Goal of the exercise → Can you transcribe every entry word for word, skipping the images?
### Data extract
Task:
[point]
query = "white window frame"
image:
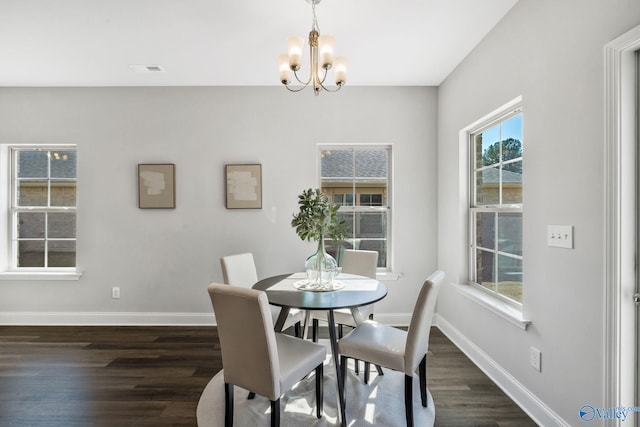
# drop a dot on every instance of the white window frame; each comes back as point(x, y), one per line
point(513, 313)
point(8, 256)
point(387, 270)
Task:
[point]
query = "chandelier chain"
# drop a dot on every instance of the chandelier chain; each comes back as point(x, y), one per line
point(315, 18)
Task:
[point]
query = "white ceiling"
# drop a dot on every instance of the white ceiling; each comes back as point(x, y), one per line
point(233, 42)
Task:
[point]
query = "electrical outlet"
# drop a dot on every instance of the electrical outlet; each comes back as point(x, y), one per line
point(560, 236)
point(535, 357)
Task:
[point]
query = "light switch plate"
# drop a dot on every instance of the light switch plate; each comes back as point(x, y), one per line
point(560, 236)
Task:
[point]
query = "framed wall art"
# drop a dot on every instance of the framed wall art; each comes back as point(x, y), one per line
point(156, 186)
point(244, 186)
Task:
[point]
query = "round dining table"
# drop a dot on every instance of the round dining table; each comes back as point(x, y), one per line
point(355, 291)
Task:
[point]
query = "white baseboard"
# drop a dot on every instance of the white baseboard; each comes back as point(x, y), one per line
point(106, 319)
point(142, 319)
point(529, 402)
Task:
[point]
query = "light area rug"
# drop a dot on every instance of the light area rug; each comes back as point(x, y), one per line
point(379, 403)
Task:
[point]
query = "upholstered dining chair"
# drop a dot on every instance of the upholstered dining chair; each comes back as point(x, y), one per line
point(254, 356)
point(240, 270)
point(396, 349)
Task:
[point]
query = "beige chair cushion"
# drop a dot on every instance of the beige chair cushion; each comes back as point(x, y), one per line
point(376, 343)
point(240, 270)
point(387, 346)
point(254, 357)
point(297, 359)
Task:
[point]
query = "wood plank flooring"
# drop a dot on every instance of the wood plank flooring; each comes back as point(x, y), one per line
point(153, 376)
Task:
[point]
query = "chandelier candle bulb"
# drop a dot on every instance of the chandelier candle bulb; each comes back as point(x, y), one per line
point(321, 60)
point(285, 70)
point(341, 70)
point(295, 45)
point(326, 45)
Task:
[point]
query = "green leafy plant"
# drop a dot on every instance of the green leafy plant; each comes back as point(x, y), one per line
point(318, 217)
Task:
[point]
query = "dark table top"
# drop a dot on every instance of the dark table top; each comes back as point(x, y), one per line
point(358, 291)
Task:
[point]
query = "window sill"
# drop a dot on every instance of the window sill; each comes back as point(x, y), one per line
point(502, 309)
point(40, 275)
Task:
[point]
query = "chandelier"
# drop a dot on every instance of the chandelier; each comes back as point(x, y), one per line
point(320, 60)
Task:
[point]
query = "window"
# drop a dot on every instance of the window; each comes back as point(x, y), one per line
point(495, 213)
point(358, 179)
point(42, 217)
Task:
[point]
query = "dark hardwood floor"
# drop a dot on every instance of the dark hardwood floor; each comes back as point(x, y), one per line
point(153, 376)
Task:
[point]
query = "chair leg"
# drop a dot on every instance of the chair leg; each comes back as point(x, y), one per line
point(319, 390)
point(275, 413)
point(297, 330)
point(343, 371)
point(422, 375)
point(408, 399)
point(228, 405)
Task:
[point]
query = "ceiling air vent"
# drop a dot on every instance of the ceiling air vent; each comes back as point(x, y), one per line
point(147, 68)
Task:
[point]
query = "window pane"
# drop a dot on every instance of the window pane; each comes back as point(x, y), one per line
point(62, 253)
point(371, 224)
point(32, 164)
point(371, 165)
point(488, 147)
point(31, 225)
point(488, 186)
point(512, 183)
point(339, 198)
point(486, 230)
point(510, 233)
point(485, 265)
point(379, 246)
point(510, 277)
point(32, 193)
point(31, 253)
point(336, 164)
point(348, 218)
point(63, 164)
point(512, 138)
point(62, 225)
point(63, 193)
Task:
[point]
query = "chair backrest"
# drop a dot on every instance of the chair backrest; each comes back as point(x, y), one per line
point(363, 263)
point(247, 340)
point(239, 270)
point(420, 326)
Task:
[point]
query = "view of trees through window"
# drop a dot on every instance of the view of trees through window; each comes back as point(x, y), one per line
point(357, 179)
point(43, 208)
point(496, 208)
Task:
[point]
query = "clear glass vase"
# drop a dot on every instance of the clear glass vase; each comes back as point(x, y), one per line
point(321, 269)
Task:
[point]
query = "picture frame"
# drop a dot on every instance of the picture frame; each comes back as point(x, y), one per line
point(156, 186)
point(243, 186)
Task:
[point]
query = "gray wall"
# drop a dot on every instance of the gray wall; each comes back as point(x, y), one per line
point(163, 259)
point(551, 53)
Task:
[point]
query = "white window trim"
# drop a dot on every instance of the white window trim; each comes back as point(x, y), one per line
point(7, 273)
point(382, 272)
point(511, 312)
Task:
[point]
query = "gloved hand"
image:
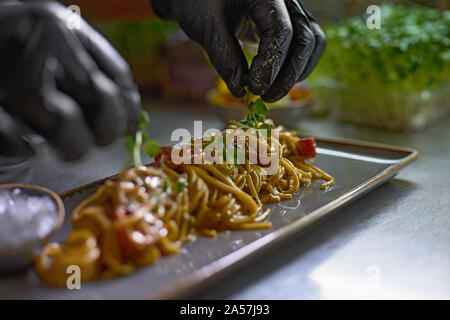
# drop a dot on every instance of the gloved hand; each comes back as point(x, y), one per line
point(290, 47)
point(69, 85)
######
Your solution →
Task:
[point]
query = "white window frame"
image:
# drop a dot on every instance of the white window frame; each comes back as point(x, y), one per line
point(513, 313)
point(8, 256)
point(387, 270)
Task:
[point]
query = "chandelier chain"
# drop a dot on every instance of the chandelier chain; each comes back as point(x, y), one per line
point(315, 18)
Task:
[point]
query = "white ceiling"
# drop a dot on every instance of the white ceiling; each comes back as point(x, y), one per line
point(233, 42)
Task:
[point]
query = "electrical outlet"
# drop a dot on every instance of the electrical outlet; each comes back as point(x, y), one per line
point(560, 236)
point(535, 357)
Task:
[point]
query = "light switch plate"
# drop a dot on every instance of the light switch plate; each comes back as point(x, y), one per line
point(560, 236)
Task:
[point]
query = "framed wall art"
# drop a dot on every instance of the framed wall art; each comes back as point(x, y), one per line
point(156, 186)
point(244, 186)
Task:
[point]
query = "round dining table"
# drop a dot on every instance of the round dining table; each comes back as point(x, y), one per line
point(355, 291)
Task:
[point]
query = "white baseboard"
# drop a dot on every instance of the white baseboard; each comes back as point(x, y), one per line
point(106, 319)
point(142, 319)
point(529, 402)
Task:
[point]
query = "light area rug"
# drop a dot on every instance of the light area rug; each comes back as point(x, y), one per line
point(379, 403)
Task:
[point]
query = "upholstered dining chair"
# drop a dot on every instance of the upholstered dining chair; each comes back as point(x, y), one per line
point(254, 356)
point(240, 270)
point(396, 349)
Task:
[point]
query = "beige chair cushion"
# drop a dot on every instance of the beige chair cushion; each comes back as point(x, y), one per line
point(376, 343)
point(240, 270)
point(387, 346)
point(254, 357)
point(297, 359)
Task:
[point]
query = "wood plank flooring"
# drop a dot on every instance of the wood plank flooring; each comes back as point(x, y), one per line
point(153, 376)
Task:
[point]
query = "chandelier candle bulb"
# drop a dot on every instance of the chandelier candle bulb; each comes back as point(x, y), one per line
point(321, 60)
point(285, 70)
point(341, 70)
point(295, 45)
point(326, 45)
Task:
[point]
query = "green leafy plant"
# drop a dot on every instance of the green leafy plant; each comes back as point(x, y), one per line
point(318, 217)
Task:
[point]
query = "dark table top"
# drop a dot on every instance of the dark table top; each comes back as point(x, y), one per line
point(358, 291)
Task:
[point]
query = "window sill"
# drop a dot on every instance of the window sill; each comes back as point(x, y), one per line
point(502, 309)
point(40, 275)
Task:
[point]
query = "chandelier"
# drop a dot on every instance of the chandelier; each comes back as point(x, y), one per line
point(320, 60)
Task:
[point]
query = "window"
# drop a dot on every instance of the window; each comes back as point(x, y), one per line
point(495, 213)
point(358, 179)
point(42, 217)
Task:
[point]
query = "dark hardwood floor"
# drop a dot on every instance of the dark hardwood floor; each comes back as point(x, y), one per line
point(153, 376)
Task:
[point]
query = "chair leg"
# drop a dot on every instance of the chair leg; each comes back as point(x, y), one per line
point(319, 390)
point(275, 413)
point(297, 330)
point(343, 371)
point(422, 375)
point(408, 399)
point(228, 405)
Task:
[point]
query = "ceiling air vent"
# drop a dot on every instance of the ceiling air vent; each comes back as point(x, y), one per line
point(147, 68)
Task:
[point]
query = "window pane"
# drop a dot on every instance of the window pane; each comes back as point(x, y), one per line
point(62, 253)
point(371, 224)
point(32, 164)
point(371, 165)
point(488, 147)
point(31, 225)
point(488, 186)
point(512, 183)
point(339, 198)
point(486, 230)
point(510, 233)
point(485, 265)
point(379, 246)
point(510, 277)
point(32, 193)
point(31, 253)
point(336, 164)
point(348, 218)
point(63, 164)
point(512, 138)
point(62, 225)
point(63, 193)
Task:
[point]
query = "chair backrest"
# drop a dot on every instance of the chair backrest; each comes back as point(x, y), one per line
point(363, 263)
point(247, 340)
point(239, 270)
point(420, 326)
Task:
[point]
query = "view of trees through window"
# drop a dot on every instance of the view of trees through window; each comes back as point(x, y), one per line
point(357, 179)
point(43, 208)
point(496, 208)
Task:
[point]
query = "clear glass vase"
# drop a dot on every instance of the clear glass vase; each comes back as point(x, y), one per line
point(321, 269)
Task:
[point]
query = "picture frame"
# drop a dot on every instance of the picture frame; each comes back as point(x, y), one per line
point(156, 186)
point(243, 186)
Task:
[point]
query = "gray wall"
# drop a dot on every instance of the gray wall; each comes back as point(x, y), one per line
point(163, 259)
point(551, 53)
Task:
[point]
query = "white window trim"
# drop a dot on every instance of the white window trim; each comes back as point(x, y), one per line
point(7, 273)
point(382, 272)
point(511, 312)
Task:
[point]
query = "gloved hand"
image:
# drop a dot on every instance of the gloved hand; each comes back as point(x, y), one per line
point(290, 47)
point(69, 85)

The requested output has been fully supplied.